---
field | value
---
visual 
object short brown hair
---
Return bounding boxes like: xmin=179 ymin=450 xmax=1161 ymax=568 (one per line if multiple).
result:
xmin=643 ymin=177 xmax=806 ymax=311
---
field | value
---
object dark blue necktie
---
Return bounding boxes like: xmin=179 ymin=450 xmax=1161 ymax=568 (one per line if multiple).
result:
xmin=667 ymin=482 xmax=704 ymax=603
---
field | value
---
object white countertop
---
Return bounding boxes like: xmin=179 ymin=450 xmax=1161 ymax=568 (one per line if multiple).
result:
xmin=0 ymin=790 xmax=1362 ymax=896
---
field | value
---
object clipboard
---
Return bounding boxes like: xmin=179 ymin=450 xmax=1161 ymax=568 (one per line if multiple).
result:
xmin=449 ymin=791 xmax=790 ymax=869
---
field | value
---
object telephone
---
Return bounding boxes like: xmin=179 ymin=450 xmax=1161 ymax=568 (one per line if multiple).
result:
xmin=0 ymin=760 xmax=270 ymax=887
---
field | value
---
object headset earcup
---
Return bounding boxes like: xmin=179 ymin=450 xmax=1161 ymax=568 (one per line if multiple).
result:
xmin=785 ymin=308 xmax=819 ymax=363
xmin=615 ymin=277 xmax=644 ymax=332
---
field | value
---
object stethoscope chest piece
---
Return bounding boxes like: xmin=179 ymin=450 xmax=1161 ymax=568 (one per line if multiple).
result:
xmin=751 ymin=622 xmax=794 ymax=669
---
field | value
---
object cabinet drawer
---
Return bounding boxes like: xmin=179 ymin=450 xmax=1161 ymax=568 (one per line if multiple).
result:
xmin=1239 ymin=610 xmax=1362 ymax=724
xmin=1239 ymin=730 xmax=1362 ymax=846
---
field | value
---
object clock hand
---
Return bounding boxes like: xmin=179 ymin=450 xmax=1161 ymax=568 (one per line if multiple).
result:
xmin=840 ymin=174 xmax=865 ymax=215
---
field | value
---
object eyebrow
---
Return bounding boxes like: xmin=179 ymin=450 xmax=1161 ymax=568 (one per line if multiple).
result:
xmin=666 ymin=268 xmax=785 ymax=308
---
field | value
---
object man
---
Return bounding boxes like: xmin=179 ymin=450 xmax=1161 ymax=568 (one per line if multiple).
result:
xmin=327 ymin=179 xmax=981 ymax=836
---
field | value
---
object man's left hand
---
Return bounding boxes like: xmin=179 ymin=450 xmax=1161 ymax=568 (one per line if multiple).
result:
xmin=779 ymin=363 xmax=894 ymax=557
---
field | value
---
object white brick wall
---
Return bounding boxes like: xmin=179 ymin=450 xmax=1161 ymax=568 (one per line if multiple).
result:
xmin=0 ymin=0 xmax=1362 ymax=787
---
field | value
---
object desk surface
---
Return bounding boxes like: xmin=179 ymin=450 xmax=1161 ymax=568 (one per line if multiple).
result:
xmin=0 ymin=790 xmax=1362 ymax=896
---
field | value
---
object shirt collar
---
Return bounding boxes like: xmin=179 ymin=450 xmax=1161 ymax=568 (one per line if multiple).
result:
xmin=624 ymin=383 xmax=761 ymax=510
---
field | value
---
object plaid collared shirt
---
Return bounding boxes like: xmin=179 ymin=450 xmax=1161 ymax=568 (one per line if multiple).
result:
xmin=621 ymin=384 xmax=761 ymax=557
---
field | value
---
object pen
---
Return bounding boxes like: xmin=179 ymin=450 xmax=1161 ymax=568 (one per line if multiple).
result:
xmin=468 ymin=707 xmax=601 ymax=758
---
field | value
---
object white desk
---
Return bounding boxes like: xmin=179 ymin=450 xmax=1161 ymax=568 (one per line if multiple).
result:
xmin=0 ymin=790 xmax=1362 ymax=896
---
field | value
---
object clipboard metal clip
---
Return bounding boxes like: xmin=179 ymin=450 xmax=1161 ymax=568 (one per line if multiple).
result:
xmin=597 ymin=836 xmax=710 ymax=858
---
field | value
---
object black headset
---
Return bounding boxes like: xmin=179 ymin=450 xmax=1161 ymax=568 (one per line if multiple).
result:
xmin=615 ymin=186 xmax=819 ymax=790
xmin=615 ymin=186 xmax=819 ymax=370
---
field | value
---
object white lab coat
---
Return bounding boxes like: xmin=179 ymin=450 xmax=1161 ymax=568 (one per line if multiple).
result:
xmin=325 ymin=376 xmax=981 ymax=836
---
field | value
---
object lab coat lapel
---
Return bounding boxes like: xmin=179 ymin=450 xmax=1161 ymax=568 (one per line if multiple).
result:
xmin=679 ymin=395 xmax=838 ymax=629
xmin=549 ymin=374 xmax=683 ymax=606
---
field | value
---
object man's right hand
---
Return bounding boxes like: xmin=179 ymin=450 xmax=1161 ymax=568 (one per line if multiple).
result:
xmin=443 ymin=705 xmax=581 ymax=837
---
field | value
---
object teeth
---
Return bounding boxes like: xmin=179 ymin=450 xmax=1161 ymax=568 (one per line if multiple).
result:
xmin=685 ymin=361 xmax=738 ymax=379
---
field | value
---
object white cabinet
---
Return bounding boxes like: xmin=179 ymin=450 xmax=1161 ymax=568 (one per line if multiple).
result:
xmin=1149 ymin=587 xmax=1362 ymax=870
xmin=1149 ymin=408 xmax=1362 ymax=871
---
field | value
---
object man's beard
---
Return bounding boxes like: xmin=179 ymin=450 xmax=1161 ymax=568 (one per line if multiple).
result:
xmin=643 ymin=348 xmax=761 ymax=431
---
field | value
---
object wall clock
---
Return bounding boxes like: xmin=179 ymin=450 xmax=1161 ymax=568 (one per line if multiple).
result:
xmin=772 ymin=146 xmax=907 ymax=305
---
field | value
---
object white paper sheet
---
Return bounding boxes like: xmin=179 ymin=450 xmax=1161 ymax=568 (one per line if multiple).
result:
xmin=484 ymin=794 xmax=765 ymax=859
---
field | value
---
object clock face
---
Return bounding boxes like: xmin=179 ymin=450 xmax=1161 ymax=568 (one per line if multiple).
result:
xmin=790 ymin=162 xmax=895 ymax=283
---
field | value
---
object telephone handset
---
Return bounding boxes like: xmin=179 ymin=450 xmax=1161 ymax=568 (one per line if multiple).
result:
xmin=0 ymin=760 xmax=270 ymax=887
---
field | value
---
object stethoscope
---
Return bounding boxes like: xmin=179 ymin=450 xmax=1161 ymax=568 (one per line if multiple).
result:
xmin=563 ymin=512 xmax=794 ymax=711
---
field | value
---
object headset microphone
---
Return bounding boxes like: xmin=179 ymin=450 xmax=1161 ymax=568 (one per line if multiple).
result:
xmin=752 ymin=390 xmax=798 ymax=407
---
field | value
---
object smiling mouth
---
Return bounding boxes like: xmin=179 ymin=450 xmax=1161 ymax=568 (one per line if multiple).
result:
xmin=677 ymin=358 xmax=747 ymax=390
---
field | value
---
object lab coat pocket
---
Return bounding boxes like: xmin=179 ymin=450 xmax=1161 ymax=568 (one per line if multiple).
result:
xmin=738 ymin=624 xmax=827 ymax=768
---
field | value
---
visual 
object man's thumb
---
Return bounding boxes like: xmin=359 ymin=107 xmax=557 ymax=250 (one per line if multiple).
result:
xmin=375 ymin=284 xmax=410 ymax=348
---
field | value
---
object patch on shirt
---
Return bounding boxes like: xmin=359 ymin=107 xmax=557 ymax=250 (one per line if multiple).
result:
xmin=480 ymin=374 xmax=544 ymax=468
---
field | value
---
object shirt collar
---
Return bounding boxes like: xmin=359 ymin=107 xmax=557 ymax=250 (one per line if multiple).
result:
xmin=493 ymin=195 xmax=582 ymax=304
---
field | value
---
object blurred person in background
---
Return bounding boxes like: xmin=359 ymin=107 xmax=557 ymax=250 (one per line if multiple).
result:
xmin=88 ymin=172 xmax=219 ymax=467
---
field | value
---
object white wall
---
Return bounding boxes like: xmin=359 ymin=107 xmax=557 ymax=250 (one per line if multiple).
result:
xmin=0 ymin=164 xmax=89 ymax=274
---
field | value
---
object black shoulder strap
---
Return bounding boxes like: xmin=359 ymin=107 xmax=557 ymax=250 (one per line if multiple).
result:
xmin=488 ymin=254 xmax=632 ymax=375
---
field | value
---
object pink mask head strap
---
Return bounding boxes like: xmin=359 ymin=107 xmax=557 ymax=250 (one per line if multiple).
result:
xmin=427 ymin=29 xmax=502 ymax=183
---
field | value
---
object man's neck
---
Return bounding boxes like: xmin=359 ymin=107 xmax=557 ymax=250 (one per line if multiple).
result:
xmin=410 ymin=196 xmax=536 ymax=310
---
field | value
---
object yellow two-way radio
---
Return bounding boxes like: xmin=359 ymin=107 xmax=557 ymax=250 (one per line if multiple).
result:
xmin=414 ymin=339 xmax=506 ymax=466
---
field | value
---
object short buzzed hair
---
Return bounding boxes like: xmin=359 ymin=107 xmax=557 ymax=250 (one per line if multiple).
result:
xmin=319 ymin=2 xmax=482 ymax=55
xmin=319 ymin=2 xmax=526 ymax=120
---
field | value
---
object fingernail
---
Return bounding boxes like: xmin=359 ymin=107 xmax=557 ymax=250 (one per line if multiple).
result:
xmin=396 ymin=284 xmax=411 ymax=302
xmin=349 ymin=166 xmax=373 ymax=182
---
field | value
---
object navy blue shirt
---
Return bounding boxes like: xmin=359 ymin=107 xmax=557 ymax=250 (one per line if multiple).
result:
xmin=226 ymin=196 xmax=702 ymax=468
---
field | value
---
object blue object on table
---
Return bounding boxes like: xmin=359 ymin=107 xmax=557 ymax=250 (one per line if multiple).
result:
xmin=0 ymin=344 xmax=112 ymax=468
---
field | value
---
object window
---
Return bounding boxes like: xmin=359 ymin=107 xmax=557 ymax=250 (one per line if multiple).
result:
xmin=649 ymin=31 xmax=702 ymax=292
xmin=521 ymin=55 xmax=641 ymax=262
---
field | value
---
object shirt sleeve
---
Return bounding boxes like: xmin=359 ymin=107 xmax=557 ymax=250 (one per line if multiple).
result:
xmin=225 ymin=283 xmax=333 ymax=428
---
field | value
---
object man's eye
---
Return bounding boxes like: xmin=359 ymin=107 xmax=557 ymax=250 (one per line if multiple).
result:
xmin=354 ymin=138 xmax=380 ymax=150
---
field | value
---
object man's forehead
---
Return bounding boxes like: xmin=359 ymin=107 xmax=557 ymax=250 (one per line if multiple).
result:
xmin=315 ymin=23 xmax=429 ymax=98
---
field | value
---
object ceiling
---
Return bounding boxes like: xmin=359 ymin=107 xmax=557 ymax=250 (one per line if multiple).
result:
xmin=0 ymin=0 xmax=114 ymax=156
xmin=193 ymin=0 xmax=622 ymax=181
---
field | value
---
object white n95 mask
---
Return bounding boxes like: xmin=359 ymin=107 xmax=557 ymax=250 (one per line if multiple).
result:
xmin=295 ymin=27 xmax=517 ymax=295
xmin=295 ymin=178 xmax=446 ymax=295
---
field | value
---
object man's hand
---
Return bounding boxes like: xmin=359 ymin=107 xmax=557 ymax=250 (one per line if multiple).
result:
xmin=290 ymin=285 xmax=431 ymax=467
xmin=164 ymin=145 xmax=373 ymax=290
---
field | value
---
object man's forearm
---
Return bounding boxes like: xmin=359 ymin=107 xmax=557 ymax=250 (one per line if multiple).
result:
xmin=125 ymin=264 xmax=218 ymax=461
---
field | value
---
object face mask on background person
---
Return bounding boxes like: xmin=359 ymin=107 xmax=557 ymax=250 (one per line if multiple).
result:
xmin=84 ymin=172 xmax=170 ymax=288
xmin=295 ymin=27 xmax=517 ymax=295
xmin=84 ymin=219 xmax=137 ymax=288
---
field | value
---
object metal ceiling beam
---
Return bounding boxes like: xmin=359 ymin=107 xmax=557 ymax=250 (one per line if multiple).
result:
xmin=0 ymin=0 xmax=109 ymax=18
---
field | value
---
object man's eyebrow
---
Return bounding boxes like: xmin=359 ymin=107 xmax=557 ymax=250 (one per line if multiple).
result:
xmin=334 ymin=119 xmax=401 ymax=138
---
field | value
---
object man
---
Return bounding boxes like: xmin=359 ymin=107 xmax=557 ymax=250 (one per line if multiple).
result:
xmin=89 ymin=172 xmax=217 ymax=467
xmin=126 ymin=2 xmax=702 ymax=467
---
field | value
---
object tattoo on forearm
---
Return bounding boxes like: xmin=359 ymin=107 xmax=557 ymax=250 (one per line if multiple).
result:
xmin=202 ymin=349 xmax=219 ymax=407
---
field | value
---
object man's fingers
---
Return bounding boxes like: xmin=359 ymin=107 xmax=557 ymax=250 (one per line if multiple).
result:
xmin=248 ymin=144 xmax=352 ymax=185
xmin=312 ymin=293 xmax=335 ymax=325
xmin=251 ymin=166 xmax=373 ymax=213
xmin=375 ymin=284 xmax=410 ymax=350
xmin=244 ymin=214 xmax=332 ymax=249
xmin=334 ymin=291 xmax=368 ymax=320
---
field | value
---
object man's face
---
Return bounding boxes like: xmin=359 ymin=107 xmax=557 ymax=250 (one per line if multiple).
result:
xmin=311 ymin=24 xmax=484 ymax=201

---------------

Stated goal:
Identify each line of the records that contains the string "ceiling", treating uppercase and lowercase as different, and copy those lines in full.

Exercise response:
object ceiling
object metal ceiling beam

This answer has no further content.